**What to do**
Here is the task for the records below: repeat exactly the lines from the one with "Where can the woman's neck" to the one with "Where can the green foliage outside", both included, and nothing else.

**Records provided**
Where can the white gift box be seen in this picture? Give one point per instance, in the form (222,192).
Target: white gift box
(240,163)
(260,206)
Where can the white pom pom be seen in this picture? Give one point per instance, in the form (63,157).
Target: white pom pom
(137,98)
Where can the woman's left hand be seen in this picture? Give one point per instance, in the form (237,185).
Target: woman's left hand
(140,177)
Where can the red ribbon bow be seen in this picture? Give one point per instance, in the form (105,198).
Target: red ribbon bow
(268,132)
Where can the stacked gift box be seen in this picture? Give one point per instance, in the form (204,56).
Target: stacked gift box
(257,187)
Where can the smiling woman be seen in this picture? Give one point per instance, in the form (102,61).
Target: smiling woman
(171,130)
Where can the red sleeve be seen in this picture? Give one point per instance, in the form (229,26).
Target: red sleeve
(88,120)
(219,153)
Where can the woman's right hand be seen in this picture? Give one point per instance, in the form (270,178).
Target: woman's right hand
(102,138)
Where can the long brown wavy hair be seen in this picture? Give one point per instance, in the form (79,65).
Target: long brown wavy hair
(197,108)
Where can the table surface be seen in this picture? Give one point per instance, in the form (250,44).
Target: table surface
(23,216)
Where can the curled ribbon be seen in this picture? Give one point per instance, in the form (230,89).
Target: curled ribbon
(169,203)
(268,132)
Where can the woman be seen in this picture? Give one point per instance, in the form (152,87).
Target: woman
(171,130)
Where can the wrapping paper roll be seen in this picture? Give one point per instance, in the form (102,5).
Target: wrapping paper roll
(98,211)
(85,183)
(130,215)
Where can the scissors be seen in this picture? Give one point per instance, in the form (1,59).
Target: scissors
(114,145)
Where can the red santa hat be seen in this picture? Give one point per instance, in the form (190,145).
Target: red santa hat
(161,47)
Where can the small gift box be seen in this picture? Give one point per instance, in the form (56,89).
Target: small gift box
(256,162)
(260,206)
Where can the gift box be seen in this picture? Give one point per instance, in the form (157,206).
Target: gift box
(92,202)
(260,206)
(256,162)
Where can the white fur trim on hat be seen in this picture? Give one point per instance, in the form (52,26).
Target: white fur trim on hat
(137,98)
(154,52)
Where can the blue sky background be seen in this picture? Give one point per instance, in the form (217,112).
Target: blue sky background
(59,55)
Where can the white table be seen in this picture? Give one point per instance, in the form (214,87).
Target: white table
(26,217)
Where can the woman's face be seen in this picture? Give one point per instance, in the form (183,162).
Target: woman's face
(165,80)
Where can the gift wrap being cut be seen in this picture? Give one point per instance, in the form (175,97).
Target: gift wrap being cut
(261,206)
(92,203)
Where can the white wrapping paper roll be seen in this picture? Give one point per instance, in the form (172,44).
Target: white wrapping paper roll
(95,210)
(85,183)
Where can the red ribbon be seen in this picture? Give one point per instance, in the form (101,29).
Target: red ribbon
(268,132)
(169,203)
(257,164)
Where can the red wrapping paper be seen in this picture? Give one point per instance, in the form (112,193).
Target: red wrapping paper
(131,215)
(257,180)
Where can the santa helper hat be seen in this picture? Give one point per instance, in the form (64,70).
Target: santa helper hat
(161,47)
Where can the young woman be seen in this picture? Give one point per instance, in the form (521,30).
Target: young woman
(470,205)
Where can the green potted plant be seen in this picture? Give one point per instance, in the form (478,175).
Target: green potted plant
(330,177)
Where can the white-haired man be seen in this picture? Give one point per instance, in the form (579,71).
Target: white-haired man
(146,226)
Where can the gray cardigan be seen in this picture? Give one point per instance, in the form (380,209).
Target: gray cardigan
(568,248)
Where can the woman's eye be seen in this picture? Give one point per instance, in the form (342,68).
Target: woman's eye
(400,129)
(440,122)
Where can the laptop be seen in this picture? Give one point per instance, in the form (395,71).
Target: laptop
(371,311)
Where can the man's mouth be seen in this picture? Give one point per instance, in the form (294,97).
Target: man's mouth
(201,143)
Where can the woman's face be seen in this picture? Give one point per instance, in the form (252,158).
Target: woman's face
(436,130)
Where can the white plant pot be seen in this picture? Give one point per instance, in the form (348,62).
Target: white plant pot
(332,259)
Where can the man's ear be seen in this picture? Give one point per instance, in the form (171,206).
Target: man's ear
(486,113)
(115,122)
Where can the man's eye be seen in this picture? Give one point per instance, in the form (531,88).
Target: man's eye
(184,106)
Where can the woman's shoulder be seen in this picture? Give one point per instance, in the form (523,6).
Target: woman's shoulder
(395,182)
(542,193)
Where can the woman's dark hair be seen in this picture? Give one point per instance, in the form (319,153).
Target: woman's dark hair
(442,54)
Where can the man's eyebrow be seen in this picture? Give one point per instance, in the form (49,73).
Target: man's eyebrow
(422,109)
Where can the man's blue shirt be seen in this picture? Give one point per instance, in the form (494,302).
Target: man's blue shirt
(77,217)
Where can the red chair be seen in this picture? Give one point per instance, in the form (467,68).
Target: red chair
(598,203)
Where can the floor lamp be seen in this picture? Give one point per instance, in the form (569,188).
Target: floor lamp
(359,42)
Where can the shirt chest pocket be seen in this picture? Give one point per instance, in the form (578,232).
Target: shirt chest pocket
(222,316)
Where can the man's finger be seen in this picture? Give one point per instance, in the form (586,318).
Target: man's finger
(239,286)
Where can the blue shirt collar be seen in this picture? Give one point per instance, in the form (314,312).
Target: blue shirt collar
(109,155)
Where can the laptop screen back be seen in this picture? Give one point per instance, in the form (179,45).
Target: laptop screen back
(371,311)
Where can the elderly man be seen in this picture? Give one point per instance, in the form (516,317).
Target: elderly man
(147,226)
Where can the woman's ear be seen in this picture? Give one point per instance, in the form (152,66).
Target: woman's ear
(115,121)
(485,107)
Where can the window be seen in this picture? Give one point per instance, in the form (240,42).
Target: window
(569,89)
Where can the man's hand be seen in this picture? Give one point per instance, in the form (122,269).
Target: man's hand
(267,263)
==
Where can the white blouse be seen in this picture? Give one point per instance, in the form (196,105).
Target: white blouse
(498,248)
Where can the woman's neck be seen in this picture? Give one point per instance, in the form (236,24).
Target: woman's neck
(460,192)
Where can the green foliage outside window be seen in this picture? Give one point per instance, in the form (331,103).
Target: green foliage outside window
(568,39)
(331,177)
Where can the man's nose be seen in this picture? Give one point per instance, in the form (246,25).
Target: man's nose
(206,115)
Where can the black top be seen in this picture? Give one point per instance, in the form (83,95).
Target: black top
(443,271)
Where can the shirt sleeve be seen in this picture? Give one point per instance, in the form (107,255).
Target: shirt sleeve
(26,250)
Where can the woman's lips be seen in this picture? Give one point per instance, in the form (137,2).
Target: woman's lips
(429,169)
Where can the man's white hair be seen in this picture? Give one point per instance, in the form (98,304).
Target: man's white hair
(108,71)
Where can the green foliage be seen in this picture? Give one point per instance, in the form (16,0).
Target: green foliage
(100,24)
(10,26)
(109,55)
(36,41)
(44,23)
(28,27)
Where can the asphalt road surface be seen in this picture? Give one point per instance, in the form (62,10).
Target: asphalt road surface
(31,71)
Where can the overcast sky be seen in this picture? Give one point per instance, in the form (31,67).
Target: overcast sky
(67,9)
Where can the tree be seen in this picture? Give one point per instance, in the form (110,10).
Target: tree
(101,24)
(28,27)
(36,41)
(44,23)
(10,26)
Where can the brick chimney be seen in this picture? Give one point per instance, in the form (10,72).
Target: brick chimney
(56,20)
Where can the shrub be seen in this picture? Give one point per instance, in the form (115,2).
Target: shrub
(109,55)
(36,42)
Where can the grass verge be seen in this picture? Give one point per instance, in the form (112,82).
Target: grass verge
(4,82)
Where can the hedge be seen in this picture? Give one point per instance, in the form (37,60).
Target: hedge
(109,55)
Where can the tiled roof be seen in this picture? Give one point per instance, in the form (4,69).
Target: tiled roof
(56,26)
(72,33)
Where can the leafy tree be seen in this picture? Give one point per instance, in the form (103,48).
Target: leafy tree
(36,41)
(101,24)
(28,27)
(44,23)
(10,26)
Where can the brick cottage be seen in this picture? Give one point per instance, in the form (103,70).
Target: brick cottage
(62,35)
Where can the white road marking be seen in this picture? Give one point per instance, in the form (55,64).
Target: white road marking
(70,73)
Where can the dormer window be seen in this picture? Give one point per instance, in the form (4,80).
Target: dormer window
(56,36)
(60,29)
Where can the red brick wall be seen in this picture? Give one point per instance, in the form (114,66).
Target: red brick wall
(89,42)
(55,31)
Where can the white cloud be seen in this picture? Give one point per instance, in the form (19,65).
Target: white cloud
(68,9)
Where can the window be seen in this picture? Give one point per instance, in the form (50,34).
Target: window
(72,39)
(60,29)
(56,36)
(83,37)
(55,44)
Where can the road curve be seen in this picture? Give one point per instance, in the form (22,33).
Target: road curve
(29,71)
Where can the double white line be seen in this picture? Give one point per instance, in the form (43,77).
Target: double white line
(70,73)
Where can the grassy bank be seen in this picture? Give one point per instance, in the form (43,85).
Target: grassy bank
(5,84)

**Response to the task**
Where can the woman's neck be seen in this picture? Give one point per instance, in the form (236,24).
Target: woman's neck
(460,192)
Where can the green foliage outside window be seen in this picture? Give one point per instance, in the form (331,103).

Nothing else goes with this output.